*ЧТО СДЕЛАТЬ*.
Пожалуйста, продолжите статью о «старом барстве» в «Войне и мире» после её последней фразы.

─── ВЫБРАННЫЙ ТЕКСТ

«Старое барство» в романе Льва Толстого «Война и мир», или Как Хлёстова и Ноздрёв стали положительными героями

Дата: 12.01.2016

		

Ранчин А. М.

О
том, что Лев Толстой в «Войне и мире» опоэтизировал мир «старого
барства», писали еще литературные критики-современники автора. О
консерватизме общественной позиции Толстого, с симпатией описавшего мир
патриархального дворянства и как бы не заметившего явлений, обозначаемых штампом
«ужасы крепостничества», было много сказано в книгах В.Б. Шкловского
и Б.М. Эйхенбаума (эти работы были изданы еще во второй половине 1920 — начале
1930-х гг.). Но, может быть, самое интересное при изучении с этой точки зрения
«Войны и мира» — с какими литературными произведениями при этом
полемизировал писатель, какие художественные образы других авторов он словно бы
истолковал по-новому в своём романе.

На
одну перекличку ещё давно обратил внимание такой внимательный читатель и тонкий
критик, как В.В. Розанов. В статье «»Горе от ума«» (1899)
он заметил, что «в »Войне и мире», которая имеет темою обзор и
критику именно критикуемой и Грибоедовым эпохи, есть фраза» о барыне,
покидающей Москву со своими арапами и шутихами — несомненный отголосок слов Хлёстовой
о приобретенной ею «арапке» («Век нынешний и век
минувший…«: Комедия А.С. Грибоедова »Горе от ума» в русской
критике и литературоведении. СПб., 2002. С. 227). Но если в «Горе от
ума« мода на »девок-арапок» подана как отвратительная черта
дикого «века минувшего», то Толстой видит в упомянутой им барыне (а
её образ — собирательный) проявление столь ему дорогого «скрытого
патриотизма». Такая старозаветная дворянка и ей подобные не захотели
оставаться в первопрестольной под властью Наполеона, и без поступка этой
дворянки не было бы победы в войне 1812 года.

Правда,
Розанов решил, что эта перекличка и различие в трактовке московской барыни —
хозяйки «арапов» Грибоедовым и Толстым отнюдь не следствие
сознательной полемики создателя «Войны и мира» с автором «Горя
от ума«: »Мы прикидываем всё это примерно; говорим, что в пьесе есть
какое-то недоумение в понимании своей эпохи, как на это можно указать, ссылаясь
на невольную критику её в «Горе от ума» <…>» (Там же. С.
232).

──────
─── СТРОКИ ДАННЫХ

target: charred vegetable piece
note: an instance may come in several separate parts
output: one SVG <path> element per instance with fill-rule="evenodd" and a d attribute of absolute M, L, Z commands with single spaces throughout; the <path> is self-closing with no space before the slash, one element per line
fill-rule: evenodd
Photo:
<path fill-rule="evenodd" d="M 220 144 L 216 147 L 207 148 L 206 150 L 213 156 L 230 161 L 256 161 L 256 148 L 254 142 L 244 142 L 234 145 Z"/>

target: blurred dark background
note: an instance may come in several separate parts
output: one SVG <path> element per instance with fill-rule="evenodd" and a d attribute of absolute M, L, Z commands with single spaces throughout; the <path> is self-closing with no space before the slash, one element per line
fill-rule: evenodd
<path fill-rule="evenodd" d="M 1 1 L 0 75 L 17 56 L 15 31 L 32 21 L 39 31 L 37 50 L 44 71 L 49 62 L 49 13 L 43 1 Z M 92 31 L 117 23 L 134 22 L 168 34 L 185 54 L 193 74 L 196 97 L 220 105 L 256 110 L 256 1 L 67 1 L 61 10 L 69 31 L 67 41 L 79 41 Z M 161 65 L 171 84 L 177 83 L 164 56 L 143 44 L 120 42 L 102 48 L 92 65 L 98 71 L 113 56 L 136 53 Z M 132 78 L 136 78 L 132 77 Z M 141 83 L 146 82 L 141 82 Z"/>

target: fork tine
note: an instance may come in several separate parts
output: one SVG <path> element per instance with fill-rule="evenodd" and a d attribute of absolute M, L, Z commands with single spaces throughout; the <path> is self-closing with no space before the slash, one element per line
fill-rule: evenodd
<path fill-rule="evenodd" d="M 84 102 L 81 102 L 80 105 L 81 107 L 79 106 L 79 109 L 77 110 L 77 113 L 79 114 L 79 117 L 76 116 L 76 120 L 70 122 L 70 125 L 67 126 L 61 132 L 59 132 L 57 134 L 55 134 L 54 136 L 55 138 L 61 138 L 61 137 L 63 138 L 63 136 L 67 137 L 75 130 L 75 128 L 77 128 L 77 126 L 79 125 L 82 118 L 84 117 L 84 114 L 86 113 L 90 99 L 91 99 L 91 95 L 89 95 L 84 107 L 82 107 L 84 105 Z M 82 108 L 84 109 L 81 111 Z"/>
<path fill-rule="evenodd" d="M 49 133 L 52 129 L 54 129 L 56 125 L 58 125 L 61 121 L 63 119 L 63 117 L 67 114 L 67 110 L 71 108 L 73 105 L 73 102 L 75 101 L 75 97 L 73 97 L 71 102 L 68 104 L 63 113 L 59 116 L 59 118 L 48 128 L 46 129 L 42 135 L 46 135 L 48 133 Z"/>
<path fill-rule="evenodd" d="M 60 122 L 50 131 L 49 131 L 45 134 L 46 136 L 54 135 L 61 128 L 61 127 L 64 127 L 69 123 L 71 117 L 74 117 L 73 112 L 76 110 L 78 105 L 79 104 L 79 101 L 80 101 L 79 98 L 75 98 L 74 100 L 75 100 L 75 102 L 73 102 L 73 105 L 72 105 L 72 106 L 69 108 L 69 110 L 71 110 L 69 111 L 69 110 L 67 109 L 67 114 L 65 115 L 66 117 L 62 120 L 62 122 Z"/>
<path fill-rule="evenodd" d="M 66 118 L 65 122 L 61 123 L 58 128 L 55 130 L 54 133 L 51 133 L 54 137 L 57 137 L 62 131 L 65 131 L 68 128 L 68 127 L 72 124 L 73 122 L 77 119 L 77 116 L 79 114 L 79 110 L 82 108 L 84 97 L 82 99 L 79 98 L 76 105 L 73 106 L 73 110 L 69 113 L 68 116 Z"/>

──────

*ОТВЕТ К ЗАДАНИЮ*.
Спустя
почти пятьдесят лет после Розанова, в 1941 г. ёмко и точно о толстовской
трактовке грибоедовской Москвы заметила писательница из первой
послереволюционной эмиграции Н.Н. Берберова: «Ещё о »Войне и
мире».

Фамусовская
Москва, с Ростовым-Фамусовым, и Тугоуховские, и Репетиловы — все налицо.
Толстой как бы благословил то, что Грибоедов бичевал» (Берберова Н.Н.
Курсив мой: Автобиография. М., 1996. С. 471).

На
самом деле полемика в изображении «старого барства» Толстой
полемизирует — причём вполне осознанно — не только с Грибоедовым, но и ещё со
многими произведениями русской литературы, в которых отражены взгляды, которые
— не ища более точных определений — можно назвать либеральными и
прогрессистскими.

Итак,
вчитаемся в текст. Начнём с пассажа из «Войны и мира» о барыне и её
чернокожих слугах (между прочим, Розанов в своей статье цитирует текст Толстого
неточно — очевидно, по памяти).

«Та
барыня, которая ещё в июне месяце с своими арапами и шутихами поднималась из
Москвы в саратовскую деревню, с смутным сознанием того, что она Бонапарту не слуга,
и со страхом, чтобы её не остановили по приказанию графа Растопчина, делала
просто и истинно то великое дело, которое спасло Россию» (т. 3, ч. 3, гл.
V).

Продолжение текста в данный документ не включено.